**EXERCISE AIM**
Please render every line of the listing below as a Markdown table with the columns Row and Line, numbering the rows in order and omitting blank lines.

— start of RECORDS FOR THE TASK —

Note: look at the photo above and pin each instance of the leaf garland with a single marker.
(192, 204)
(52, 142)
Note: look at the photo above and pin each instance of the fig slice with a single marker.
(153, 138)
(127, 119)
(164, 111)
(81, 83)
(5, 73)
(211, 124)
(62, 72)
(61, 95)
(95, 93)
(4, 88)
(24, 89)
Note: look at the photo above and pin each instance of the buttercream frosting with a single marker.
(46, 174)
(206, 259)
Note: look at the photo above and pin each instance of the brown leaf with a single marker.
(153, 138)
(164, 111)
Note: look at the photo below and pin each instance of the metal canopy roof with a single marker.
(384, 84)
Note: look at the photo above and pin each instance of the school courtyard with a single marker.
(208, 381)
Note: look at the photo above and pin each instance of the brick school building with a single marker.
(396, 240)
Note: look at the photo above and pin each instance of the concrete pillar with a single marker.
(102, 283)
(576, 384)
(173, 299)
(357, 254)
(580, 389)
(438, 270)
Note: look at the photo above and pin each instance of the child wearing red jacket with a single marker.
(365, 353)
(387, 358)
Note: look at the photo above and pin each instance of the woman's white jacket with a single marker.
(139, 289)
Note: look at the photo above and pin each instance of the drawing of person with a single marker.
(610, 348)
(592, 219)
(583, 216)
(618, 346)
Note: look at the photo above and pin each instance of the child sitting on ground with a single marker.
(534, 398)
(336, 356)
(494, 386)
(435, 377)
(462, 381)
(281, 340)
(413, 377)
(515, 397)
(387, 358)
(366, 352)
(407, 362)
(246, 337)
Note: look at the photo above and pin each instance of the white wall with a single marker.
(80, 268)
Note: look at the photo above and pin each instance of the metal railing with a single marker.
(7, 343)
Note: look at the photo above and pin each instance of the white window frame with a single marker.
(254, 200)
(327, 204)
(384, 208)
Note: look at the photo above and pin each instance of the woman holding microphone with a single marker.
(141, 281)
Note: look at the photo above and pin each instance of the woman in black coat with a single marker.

— end of RECORDS FOR THE TASK —

**ANSWER TO THIS PROBLEM**
| Row | Line |
|---|---|
| 1 | Note: look at the photo above and pin each instance of the leaf garland with a single marker. |
| 2 | (192, 204) |
| 3 | (52, 142) |
| 4 | Note: look at the photo above and pin each instance of the fig slice with a single marker. |
| 5 | (153, 138) |
| 6 | (127, 119) |
| 7 | (164, 111) |
| 8 | (81, 83) |
| 9 | (5, 73) |
| 10 | (211, 124) |
| 11 | (62, 72) |
| 12 | (61, 95) |
| 13 | (95, 93) |
| 14 | (4, 88) |
| 15 | (24, 89) |
| 16 | Note: look at the photo above and pin each instance of the buttercream frosting with a single marker. |
| 17 | (46, 174) |
| 18 | (206, 259) |
| 19 | Note: look at the photo above and pin each instance of the brown leaf with a single marker. |
| 20 | (153, 138) |
| 21 | (164, 111) |
| 22 | Note: look at the photo below and pin each instance of the metal canopy roof with a single marker. |
| 23 | (384, 84) |
| 24 | Note: look at the photo above and pin each instance of the school courtyard with a single marker. |
| 25 | (208, 381) |
| 26 | Note: look at the photo above and pin each instance of the brick school building with a single marker. |
| 27 | (396, 240) |
| 28 | Note: look at the photo above and pin each instance of the concrete pillar with a single marker. |
| 29 | (102, 283) |
| 30 | (576, 384) |
| 31 | (173, 299) |
| 32 | (357, 254) |
| 33 | (580, 389) |
| 34 | (438, 270) |
| 35 | Note: look at the photo above and pin each instance of the child wearing red jacket with a single marker. |
| 36 | (365, 353) |
| 37 | (387, 358) |
| 38 | Note: look at the photo above and pin each instance of the woman's white jacket with a single marker. |
| 39 | (139, 289) |
| 40 | Note: look at the photo above and pin each instance of the drawing of person with a single marker. |
| 41 | (610, 348) |
| 42 | (592, 219) |
| 43 | (583, 216) |
| 44 | (618, 346) |
| 45 | Note: look at the photo above and pin each instance of the child sitting on ground with a single marker. |
| 46 | (534, 398) |
| 47 | (336, 356) |
| 48 | (494, 386) |
| 49 | (435, 377) |
| 50 | (462, 381) |
| 51 | (281, 340) |
| 52 | (413, 377) |
| 53 | (515, 397) |
| 54 | (387, 358) |
| 55 | (366, 352) |
| 56 | (407, 362) |
| 57 | (246, 337) |
| 58 | Note: look at the photo above and pin each instance of the white wall with a single marker. |
| 59 | (80, 268) |
| 60 | Note: look at the photo above and pin each instance of the metal railing with a single marker. |
| 61 | (7, 343) |
| 62 | Note: look at the photo above and pin each instance of the white window frame with a single marker. |
| 63 | (254, 200) |
| 64 | (327, 204) |
| 65 | (384, 208) |
| 66 | Note: look at the photo above and pin each instance of the woman holding microphone with a single marker. |
| 67 | (141, 281) |
| 68 | Note: look at the photo above and pin each instance of the woman in black coat with a single marker. |